Bounding box annotation entries:
◇ ◇ ◇ ◇ ◇ ◇ ◇

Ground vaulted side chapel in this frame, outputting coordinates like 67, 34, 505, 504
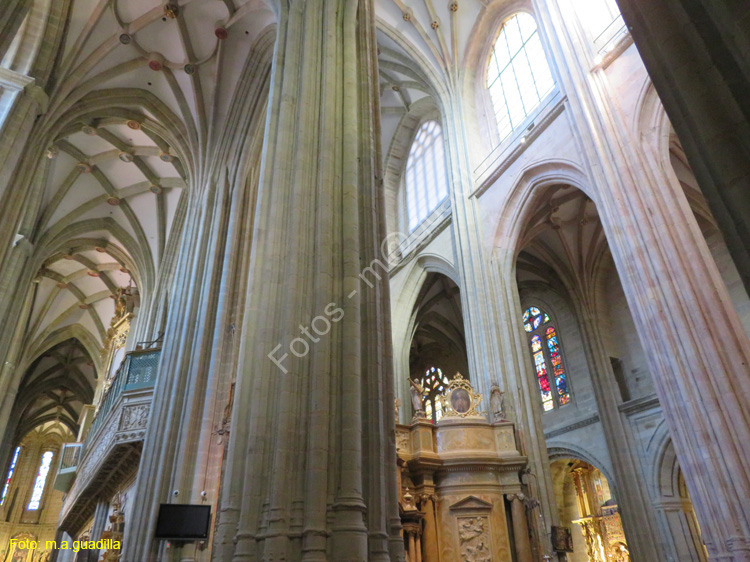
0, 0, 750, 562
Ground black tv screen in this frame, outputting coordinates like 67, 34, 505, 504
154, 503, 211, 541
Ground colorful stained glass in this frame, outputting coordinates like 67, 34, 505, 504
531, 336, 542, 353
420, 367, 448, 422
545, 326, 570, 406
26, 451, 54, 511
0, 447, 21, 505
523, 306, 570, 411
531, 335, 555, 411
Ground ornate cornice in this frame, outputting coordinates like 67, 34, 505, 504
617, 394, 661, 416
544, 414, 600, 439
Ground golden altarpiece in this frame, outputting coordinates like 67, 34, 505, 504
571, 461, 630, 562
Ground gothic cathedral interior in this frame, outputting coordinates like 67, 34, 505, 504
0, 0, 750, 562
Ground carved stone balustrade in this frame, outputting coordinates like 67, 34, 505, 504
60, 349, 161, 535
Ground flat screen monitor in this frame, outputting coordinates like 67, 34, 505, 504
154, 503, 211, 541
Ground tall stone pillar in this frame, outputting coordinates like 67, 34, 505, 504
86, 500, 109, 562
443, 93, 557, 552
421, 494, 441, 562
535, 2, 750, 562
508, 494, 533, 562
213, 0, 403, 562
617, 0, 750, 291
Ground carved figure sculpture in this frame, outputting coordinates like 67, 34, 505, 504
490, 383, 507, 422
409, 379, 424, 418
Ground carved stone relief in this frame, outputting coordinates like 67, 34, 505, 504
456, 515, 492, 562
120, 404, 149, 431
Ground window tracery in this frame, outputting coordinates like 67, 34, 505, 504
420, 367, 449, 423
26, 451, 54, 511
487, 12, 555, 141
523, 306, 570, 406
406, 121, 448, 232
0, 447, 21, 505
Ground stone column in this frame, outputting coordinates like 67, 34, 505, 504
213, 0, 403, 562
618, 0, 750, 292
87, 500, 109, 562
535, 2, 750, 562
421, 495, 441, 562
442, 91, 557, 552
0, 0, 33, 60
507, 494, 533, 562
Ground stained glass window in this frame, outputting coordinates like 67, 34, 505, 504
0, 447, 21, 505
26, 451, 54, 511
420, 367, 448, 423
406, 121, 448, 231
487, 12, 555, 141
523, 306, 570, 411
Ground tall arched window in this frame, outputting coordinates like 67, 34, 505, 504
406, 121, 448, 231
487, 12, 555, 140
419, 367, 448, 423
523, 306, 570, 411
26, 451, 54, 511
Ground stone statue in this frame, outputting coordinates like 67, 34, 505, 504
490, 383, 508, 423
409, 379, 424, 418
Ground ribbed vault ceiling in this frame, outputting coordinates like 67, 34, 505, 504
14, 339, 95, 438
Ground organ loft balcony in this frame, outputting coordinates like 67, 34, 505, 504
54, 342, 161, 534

◇ ◇ ◇ ◇ ◇ ◇ ◇

■ **Task goal**
Copy out, unchanged, the lines of the material from the line containing "Ground carved stone balustrade" through the line containing "14, 339, 95, 438", including both of those lines.

■ **Full output**
Ground carved stone balustrade in this frame, outputting coordinates like 67, 34, 505, 504
60, 349, 161, 535
Ground flat screen monitor in this frame, outputting coordinates like 67, 34, 505, 504
154, 503, 211, 541
Ground tall stone pillar in this frame, outputting coordinates like 67, 34, 505, 504
86, 500, 109, 562
443, 93, 557, 552
421, 494, 441, 562
535, 2, 750, 562
508, 494, 533, 562
213, 0, 403, 562
617, 0, 750, 291
Ground carved figure sculpture in this frame, outputting coordinates like 67, 34, 505, 504
490, 383, 507, 422
409, 379, 424, 418
Ground carved stone relief in this frame, outputting coordinates like 67, 34, 505, 504
456, 515, 492, 562
120, 404, 149, 431
Ground window tracery in this frame, outputting coordinates like 67, 34, 505, 504
420, 367, 449, 423
26, 451, 54, 511
487, 12, 555, 141
523, 306, 570, 406
406, 121, 448, 232
0, 447, 21, 505
Ground stone column in this frame, outputting coordinates like 67, 34, 505, 504
213, 0, 403, 562
618, 0, 750, 292
87, 500, 109, 562
535, 2, 750, 562
421, 495, 441, 562
442, 91, 557, 552
0, 0, 33, 60
507, 494, 533, 562
Ground stained glass window in this frame, outputting coordinates like 67, 34, 505, 504
0, 447, 21, 505
26, 451, 54, 511
420, 367, 448, 423
406, 121, 448, 231
487, 12, 555, 141
523, 306, 570, 411
Ground tall arched window in this frame, outputting coordinates like 67, 34, 505, 504
406, 121, 448, 231
487, 12, 555, 140
419, 367, 448, 423
523, 306, 570, 411
26, 451, 54, 511
Ground stone statue in this frame, outputting coordinates like 67, 34, 505, 504
490, 383, 508, 423
409, 379, 424, 418
Ground ribbed vault ceiling in this frame, outputting coordinates like 67, 34, 505, 504
14, 339, 95, 438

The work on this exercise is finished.